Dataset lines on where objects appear
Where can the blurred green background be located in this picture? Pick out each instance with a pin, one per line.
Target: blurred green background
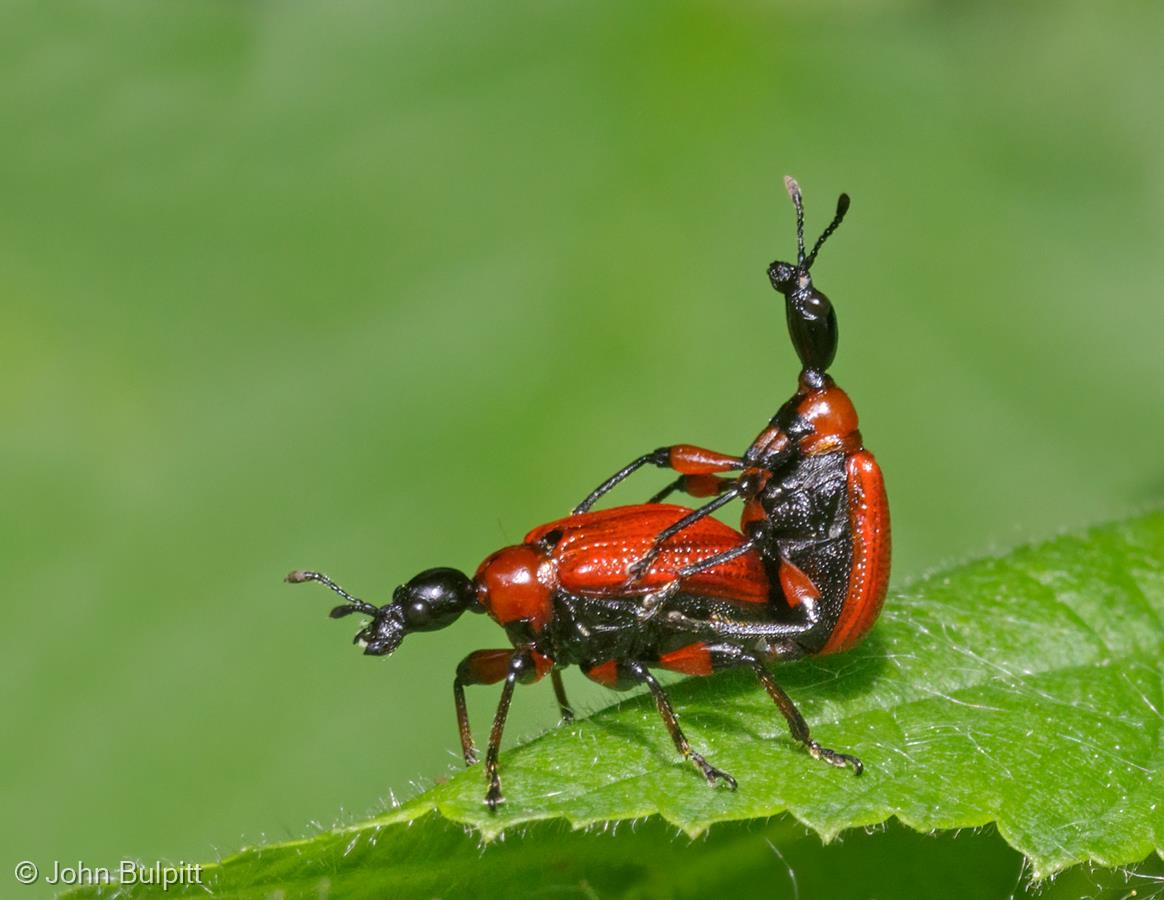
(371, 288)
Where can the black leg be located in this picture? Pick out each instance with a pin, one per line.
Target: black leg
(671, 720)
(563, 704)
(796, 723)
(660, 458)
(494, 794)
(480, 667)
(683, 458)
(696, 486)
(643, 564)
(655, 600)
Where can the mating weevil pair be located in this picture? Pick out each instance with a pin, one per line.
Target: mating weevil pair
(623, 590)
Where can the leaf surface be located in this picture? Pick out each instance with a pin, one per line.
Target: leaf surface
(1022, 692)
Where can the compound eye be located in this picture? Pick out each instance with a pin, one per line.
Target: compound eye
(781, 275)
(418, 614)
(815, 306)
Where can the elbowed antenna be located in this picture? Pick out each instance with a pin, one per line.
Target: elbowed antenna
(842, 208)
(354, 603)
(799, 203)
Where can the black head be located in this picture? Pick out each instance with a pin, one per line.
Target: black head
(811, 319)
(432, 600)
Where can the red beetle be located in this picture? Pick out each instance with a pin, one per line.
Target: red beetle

Requirement: Please turn every one of the lines above into a JSON list of strings, one string per line, with blank lines left out. Leave the pictures out of the answer.

Answer below:
[
  "Where can the blurred green background be located in this picture? Pick out each instance with a pin, one per line.",
  "Target: blurred green background",
  "(371, 288)",
  "Where can the black leg be located in this picture? Pick out each instance with a pin, one per line.",
  "Target: black leg",
  "(671, 720)",
  "(563, 704)",
  "(796, 723)",
  "(660, 458)",
  "(494, 794)",
  "(480, 667)",
  "(683, 458)",
  "(696, 486)",
  "(643, 564)",
  "(655, 600)",
  "Where can the mating weevil pair be located in this picture? Pick out each instance with a pin, one per line.",
  "Target: mating weevil pair",
  "(623, 590)",
  "Where can the leaf surface be located in this picture? Pick out each instance with a pin, one per line.",
  "Target: leaf surface",
  "(1022, 692)",
  "Where can the compound eye be located in this picture? Pick out each instance with a pin, one per line.",
  "Target: compound eye",
  "(781, 275)",
  "(418, 614)",
  "(815, 306)",
  "Where can the elbowed antenna be located in this picture? Pick out each instance with a pin, one per line.",
  "Target: elbowed antenna",
  "(842, 208)",
  "(354, 603)",
  "(799, 203)",
  "Where can the black head be located in this picture? Pick out each instance with a pin, one per line.",
  "Target: black head",
  "(811, 319)",
  "(432, 600)",
  "Where can the red beetle be located in this picture? Pick out each instance with a pin, one per line.",
  "Target: red beetle"
]